**Passage to read:**
□ □ □

Athletes who drink a lot of coffee can improve their performance by as much as six percent, British scientists were due to announce Wednesday.
A new study found high doses of caffeine boosted muscle power and endurance when the body was not being pushed to the limit, such as in long-distance running.
“A very high dosage of caffeine, most likely achieved via tablets, powder or a concentrated liquid, is feasible and might prove attractive to a number of athletes wishing to improve their athletic performance,” said Dr. Rob James, lead researcher at Coventry University, in central England.
“A small increase in performance via caffeine could mean the difference between a gold medal in the Olympics and an also-ran”, added James, who was due to announce the results at the Society for Experimental Biology Annual Meeting in Prague.
Caffeine was removed from the World Anti-Doping Agency (WADA) banned substance list in 2004 but Coventry University scientists believed their findings may have implications for the use of caffeine in sport.
Even without taking concentrated doses, people who drink large amounts of coffee or tea could benefit from an enhanced power output.
"Seventy micro-Mols per liter caffeine concentration is the absolute maximum that can normally achieved in the blood plasma of a human, however concentrations of 20-50 micro-Mols per liter are not unusual in people with high caffeine intakes," said James.
Caffeine in the bloodstream could act as receptors on skeletal muscle, making the body temporarily more powerful, the scientists said.

□ □ □

(Collected data)
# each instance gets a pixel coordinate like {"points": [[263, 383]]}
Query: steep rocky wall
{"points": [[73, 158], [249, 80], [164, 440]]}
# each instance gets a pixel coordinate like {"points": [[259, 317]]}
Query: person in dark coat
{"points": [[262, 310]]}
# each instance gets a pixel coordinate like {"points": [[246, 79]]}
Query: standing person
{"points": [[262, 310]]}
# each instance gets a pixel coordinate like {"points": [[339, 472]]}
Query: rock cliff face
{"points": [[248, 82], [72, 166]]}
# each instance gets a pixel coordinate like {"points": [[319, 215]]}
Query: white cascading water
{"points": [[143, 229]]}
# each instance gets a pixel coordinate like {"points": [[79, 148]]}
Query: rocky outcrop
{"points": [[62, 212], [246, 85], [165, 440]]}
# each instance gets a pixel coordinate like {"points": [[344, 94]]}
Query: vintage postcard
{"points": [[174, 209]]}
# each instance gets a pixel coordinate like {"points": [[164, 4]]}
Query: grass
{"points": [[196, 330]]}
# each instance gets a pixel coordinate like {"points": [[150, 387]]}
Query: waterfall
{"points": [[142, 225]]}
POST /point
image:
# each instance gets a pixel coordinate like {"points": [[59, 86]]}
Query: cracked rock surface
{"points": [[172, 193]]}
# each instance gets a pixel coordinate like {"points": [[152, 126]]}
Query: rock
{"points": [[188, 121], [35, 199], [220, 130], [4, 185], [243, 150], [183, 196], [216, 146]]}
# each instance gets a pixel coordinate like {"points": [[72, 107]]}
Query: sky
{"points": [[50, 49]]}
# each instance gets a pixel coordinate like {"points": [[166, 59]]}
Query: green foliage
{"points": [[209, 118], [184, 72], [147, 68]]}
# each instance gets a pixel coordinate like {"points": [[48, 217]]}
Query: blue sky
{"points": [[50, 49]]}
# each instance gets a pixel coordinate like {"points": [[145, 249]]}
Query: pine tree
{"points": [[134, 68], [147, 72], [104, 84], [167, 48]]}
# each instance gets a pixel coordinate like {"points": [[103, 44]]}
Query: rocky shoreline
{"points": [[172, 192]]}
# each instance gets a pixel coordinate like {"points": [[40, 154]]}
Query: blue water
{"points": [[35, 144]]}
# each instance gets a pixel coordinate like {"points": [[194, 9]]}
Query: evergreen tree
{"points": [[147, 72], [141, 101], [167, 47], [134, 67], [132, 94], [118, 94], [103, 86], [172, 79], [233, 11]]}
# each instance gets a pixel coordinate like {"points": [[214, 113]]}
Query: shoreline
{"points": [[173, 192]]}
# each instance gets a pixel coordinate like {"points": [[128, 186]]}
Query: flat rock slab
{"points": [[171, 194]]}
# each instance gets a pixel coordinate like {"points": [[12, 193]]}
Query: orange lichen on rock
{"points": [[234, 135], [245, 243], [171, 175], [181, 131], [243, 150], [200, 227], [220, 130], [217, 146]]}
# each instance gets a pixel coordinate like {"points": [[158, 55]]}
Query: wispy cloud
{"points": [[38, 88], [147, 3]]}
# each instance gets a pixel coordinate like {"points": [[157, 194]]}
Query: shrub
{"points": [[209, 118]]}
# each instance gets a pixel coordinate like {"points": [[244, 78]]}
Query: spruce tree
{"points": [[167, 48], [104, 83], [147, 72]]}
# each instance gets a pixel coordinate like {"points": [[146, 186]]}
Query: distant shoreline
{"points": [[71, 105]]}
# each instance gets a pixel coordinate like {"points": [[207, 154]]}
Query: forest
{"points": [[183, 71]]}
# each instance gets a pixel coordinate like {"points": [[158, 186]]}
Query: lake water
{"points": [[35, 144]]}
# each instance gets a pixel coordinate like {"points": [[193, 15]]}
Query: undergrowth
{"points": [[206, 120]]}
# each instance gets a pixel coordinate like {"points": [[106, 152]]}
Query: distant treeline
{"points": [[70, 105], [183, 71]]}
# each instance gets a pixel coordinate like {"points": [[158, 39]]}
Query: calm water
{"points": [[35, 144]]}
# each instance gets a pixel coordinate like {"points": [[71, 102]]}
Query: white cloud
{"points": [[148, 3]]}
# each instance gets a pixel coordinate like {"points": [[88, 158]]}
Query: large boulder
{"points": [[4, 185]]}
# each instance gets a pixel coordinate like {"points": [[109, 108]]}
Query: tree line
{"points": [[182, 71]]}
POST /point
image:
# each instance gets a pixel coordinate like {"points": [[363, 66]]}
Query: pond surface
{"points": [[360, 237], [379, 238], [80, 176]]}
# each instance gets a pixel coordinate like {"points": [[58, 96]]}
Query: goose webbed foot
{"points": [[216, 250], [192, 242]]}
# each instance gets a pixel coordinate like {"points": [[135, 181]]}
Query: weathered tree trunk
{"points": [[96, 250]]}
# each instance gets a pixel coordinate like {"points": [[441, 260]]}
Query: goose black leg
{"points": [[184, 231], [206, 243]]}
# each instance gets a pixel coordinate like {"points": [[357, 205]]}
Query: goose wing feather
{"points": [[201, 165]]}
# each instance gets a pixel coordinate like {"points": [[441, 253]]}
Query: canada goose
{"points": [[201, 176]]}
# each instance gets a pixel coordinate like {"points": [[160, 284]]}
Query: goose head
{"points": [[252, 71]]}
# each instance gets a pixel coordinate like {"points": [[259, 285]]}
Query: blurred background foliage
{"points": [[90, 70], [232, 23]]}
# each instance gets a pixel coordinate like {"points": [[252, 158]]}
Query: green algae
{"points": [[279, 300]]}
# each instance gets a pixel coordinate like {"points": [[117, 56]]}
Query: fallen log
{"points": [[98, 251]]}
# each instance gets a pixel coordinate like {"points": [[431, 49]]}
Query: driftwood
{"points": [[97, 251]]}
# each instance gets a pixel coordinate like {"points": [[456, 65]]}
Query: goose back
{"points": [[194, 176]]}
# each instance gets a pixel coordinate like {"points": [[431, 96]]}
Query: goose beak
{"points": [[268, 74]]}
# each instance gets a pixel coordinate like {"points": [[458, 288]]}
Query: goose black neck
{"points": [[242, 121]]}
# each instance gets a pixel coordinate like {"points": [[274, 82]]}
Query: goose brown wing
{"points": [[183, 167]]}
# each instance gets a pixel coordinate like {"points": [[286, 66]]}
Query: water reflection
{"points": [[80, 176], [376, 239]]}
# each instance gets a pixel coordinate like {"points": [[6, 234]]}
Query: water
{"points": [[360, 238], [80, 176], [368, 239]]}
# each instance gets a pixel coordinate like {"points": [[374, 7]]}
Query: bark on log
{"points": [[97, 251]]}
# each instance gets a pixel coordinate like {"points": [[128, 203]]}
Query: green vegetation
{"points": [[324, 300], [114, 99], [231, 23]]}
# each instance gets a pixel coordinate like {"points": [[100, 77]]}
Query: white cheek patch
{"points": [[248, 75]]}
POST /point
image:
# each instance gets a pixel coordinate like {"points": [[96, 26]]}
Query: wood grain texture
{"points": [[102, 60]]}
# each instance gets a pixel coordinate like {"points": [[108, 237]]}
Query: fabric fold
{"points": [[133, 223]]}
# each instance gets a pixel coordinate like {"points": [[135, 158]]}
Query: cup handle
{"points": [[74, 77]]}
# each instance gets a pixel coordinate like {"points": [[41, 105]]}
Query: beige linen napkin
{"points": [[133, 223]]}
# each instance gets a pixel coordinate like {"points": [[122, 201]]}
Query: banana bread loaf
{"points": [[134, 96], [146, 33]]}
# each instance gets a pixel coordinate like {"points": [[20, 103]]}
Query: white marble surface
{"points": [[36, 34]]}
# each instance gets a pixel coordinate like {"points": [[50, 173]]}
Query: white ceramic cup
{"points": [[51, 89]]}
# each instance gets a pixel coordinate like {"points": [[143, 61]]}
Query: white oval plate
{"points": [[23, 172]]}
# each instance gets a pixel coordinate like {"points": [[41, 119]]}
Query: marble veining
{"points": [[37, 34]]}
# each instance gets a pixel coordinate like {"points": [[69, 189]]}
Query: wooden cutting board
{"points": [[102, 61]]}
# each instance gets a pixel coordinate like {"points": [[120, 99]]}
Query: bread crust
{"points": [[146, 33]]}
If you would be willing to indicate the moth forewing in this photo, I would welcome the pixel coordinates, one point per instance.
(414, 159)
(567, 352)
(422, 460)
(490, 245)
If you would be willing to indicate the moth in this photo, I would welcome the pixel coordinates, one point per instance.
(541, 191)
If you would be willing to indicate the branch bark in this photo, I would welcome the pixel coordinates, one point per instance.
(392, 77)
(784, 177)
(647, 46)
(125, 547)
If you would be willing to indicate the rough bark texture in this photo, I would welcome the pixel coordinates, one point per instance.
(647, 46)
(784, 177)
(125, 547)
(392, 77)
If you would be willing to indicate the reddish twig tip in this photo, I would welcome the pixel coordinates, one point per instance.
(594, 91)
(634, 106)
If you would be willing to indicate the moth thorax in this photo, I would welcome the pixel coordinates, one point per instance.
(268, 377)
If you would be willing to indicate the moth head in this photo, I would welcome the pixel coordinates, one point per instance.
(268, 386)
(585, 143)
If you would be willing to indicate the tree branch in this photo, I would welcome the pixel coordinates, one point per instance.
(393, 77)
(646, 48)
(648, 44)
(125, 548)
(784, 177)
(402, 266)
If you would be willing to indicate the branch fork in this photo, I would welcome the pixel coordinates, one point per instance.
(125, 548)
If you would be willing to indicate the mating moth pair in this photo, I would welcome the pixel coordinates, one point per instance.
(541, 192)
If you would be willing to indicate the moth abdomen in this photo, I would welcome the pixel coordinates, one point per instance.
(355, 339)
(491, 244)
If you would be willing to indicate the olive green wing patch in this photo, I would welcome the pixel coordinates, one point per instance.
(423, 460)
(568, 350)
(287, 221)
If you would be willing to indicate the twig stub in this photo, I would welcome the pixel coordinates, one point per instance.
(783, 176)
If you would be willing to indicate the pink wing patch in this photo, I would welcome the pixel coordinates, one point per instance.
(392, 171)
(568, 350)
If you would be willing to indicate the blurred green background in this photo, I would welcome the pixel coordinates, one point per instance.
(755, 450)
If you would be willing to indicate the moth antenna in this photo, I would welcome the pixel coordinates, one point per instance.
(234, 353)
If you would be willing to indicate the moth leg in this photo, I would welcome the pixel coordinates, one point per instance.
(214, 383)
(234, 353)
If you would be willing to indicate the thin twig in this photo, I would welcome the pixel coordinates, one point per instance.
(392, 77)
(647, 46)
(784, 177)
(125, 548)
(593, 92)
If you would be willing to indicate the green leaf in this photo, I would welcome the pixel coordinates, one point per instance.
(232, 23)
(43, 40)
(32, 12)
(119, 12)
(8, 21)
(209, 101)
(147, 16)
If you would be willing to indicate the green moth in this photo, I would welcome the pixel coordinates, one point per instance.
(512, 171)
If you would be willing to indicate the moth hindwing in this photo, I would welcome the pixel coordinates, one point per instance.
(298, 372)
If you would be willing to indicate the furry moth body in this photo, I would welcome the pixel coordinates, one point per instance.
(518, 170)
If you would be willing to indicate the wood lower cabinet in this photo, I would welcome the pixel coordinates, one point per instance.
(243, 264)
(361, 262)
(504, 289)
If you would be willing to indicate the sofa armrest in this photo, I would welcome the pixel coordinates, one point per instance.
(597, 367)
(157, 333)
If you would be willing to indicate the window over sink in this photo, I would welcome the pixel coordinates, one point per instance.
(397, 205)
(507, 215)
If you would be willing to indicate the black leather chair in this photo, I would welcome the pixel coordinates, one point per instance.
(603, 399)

□ □ □

**Task brief:** Reproduce word for word the part of the article on caffeine and athletes that begins at "A new study" and stops after "in long-distance running.". None of these entries matter for the work here.

**Reply:**
A new study found high doses of caffeine boosted muscle power and endurance when the body was not being pushed to the limit, such as in long-distance running.